Return each entry exactly, with none missing.
**** Information shown
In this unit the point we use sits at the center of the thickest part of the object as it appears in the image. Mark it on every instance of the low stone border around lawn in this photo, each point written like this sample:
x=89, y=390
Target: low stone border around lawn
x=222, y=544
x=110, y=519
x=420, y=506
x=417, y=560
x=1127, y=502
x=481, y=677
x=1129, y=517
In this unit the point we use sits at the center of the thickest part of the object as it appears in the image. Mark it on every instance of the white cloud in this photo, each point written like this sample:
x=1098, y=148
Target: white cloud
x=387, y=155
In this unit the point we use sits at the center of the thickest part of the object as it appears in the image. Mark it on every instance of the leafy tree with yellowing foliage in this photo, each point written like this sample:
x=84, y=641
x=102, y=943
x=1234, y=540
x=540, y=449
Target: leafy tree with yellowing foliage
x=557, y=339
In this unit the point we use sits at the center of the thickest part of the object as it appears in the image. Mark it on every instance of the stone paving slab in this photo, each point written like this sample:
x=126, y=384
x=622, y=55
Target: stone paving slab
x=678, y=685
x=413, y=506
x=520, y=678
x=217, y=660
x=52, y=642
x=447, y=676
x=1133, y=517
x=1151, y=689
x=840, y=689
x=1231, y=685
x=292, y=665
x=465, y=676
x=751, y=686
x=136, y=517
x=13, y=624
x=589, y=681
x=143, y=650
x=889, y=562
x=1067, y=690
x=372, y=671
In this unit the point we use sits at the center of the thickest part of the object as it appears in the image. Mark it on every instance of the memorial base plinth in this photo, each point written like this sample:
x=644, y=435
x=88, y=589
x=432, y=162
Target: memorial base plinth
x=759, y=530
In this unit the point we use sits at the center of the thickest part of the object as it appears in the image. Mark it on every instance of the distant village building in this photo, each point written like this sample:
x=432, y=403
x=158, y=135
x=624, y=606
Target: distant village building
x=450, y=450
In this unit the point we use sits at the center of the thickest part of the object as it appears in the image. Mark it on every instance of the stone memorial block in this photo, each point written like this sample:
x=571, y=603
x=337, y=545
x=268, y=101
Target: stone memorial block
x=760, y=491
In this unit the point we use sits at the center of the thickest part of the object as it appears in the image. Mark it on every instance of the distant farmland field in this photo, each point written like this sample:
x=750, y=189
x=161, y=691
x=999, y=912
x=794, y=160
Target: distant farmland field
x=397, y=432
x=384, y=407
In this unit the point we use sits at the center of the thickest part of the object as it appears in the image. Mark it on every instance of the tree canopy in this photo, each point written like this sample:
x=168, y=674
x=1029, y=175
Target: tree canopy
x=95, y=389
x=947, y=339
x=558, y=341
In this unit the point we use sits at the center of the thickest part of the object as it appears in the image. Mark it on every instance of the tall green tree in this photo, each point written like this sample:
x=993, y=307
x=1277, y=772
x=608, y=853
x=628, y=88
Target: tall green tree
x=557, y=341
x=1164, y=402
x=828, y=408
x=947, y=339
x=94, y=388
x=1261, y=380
********
> [Result]:
In this unit the point we use sits at the center of the thickest part of the object as it appears in the image. Mark it on every instance of the low stone border around lawn in this photo, each point written like this sample:
x=89, y=390
Target: low stone border around lawn
x=222, y=544
x=110, y=519
x=420, y=506
x=417, y=560
x=1127, y=502
x=481, y=677
x=1129, y=517
In this unit the point we use sits at the center of the thickest part of the object as it appears in the image. Mark it on every instance of the white cloud in this photo, each point written like this sample:
x=1098, y=148
Target: white cloud
x=387, y=155
In this unit the point we use sits at the center of the thickest part of the object as it appears in the image. Mark it on every instance of the leafy tree with yellowing foliage in this photo, each point written like this sample:
x=84, y=641
x=102, y=943
x=1234, y=540
x=540, y=449
Target: leafy tree with yellowing foliage
x=557, y=339
In this unit the point we use sits at the center of the thickest part of the object as it appears in the image. Mark it on every instance of the stone paving slab in this photo, each point written like this sample:
x=126, y=384
x=622, y=55
Target: stone paving slab
x=678, y=685
x=413, y=506
x=520, y=678
x=217, y=660
x=52, y=642
x=447, y=676
x=1133, y=517
x=1151, y=689
x=840, y=689
x=1231, y=685
x=292, y=665
x=465, y=676
x=751, y=686
x=136, y=517
x=13, y=624
x=589, y=681
x=143, y=650
x=889, y=562
x=1067, y=690
x=372, y=671
In this unit the point we use sits at the center of the thickest part of the object as it appears in the image. Mark it on every instance of the memorial base plinth in this photo, each point written like this sample:
x=644, y=435
x=88, y=589
x=432, y=162
Target: memorial base plinth
x=759, y=530
In this unit the point we use sits at the center of the thickest part of the object as it appears in the image. Mark it on every instance of the distant village building in this photo, each point written like this sample:
x=432, y=403
x=158, y=135
x=624, y=606
Target: distant village building
x=450, y=450
In this unit the point we use sits at the center of the thickest part of the object as it appears in the image. Mark it on every instance of the stone memorial block in this photo, each point written like this sample:
x=571, y=603
x=337, y=545
x=268, y=101
Target: stone memorial block
x=760, y=491
In this unit the point we use sits at the center of the thickest part of the object as it appears in the image. Mark it on every instance of the distant farmland field in this photo, each point written like this sample:
x=750, y=189
x=161, y=691
x=999, y=912
x=794, y=160
Target: distant farmland field
x=397, y=432
x=384, y=407
In this unit the point we use sits at the center of the thickest part of the object as it appears in the image. Mark it on every instance of the tree canopy in this photo, each point written like this sample:
x=168, y=674
x=1029, y=175
Target: tree canopy
x=95, y=389
x=947, y=339
x=558, y=341
In this unit the point we use sits at the center of the thickest part of the object as it appears in the image. Mark it on every instance of the tall green tree in this photo, each point written like this sample:
x=993, y=307
x=1277, y=772
x=608, y=853
x=628, y=88
Target: tall green tree
x=557, y=341
x=1164, y=402
x=828, y=408
x=947, y=339
x=94, y=388
x=1261, y=380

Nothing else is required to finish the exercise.